Les maires et les délégués communaux de CCCO s’étaient réunis pour donner les orientations de développement après avoir pris connaissance du diagnostic du territoire livré par le cabinet Insidens, comme nous l’explique le DGS de la 3CO, Anassi Daniel : « Nous devons faire un état des lieux objectif avec des données exhaustives pour connaître nos 5 territoires, et souligner leurs forces et leurs faiblesses. Pour ensuite identifier les enjeux communs et les décliner en objectifs stratégiques, et enfin en actions. » Une feuille de route sera établie pour la mandature 2017-2020.
Les faiblesses transversales, on les connaît : 75% d’habitat insalubre sur l’ensemble des 5 communes, c’est à dire que 58% n’ont pas d’électricité, ou d’eau courante, 28%, ou de toilette, 58%.
Les réactions des élus des communes se faisaient de plus en plus nombreuses, au fur et à mesure que les statistiques étaient égrenées, la prise de conscience de l’étendue des dégâts causés par l’habitat insalubre, se faisait de plus en plus forte.
Disparition de 1.500 agriculteurs déclarés
Sada reste la plus densément peuplée des 5, avec 994 habitants au km2, et Mtsangamouji 289 hab/km2, la plus épargnée, en rapport à une moyenne territoriale de 570 hab/km2. Le taux de population étrangère est le plus élevé à Ouangani.

OBJECTIF DE LA TÂCHE:
Répondez, s'il vous plaît, à ces trois questions d'après l'extrait sur le diagnostic du territoire de la 3CO :
1. Quel cabinet a livré le diagnostic du territoire ?
2. Pour quelle mandature la feuille de route sera-t-elle établie ?
3. Dans quelle commune le taux de population étrangère est-il le plus élevé ?
Les données qui suivent n'ont aucun rapport avec l'extrait.

[Enregistrements conservés]
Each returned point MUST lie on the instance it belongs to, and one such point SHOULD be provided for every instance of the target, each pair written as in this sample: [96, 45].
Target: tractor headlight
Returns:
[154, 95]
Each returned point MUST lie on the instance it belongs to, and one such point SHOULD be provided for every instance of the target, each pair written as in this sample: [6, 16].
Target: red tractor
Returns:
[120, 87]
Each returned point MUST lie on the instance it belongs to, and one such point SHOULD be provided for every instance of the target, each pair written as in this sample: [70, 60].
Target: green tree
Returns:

* * *

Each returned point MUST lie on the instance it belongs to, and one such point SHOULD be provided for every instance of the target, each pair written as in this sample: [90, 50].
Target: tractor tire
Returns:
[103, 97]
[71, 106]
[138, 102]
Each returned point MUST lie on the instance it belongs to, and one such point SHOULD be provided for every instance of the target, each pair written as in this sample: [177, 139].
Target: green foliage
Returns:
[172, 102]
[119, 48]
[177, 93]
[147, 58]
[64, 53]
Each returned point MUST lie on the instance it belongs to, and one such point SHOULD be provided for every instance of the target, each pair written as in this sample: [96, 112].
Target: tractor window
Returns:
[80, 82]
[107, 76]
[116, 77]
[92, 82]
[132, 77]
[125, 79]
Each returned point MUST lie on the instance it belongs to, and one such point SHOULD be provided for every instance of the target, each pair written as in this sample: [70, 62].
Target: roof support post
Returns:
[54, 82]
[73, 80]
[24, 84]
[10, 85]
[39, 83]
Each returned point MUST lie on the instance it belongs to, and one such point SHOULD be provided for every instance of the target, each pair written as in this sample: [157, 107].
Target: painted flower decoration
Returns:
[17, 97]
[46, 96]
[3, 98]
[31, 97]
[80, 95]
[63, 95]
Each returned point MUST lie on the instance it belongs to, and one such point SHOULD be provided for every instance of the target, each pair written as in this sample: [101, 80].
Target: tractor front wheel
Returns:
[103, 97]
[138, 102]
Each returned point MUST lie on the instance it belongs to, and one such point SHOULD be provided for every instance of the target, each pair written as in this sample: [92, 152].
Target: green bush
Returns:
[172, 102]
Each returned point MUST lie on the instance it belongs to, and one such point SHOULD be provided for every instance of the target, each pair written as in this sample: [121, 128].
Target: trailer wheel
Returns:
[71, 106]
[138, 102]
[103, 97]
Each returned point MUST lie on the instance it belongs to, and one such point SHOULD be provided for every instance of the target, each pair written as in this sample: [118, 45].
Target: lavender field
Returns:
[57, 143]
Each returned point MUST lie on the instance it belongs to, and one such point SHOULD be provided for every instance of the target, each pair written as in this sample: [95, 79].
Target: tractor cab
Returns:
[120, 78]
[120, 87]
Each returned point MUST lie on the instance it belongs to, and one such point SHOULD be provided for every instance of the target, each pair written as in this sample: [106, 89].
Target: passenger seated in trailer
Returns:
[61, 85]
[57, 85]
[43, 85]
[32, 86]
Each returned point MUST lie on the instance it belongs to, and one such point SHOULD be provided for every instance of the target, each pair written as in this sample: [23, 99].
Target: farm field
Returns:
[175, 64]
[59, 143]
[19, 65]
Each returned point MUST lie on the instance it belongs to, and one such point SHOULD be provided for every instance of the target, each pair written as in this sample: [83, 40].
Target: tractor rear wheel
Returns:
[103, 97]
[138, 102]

RÉSULTAT DE LA TÂCHE:
1. Le cabinet Insidens.
2. La mandature 2017-2020.
3. À Ouangani.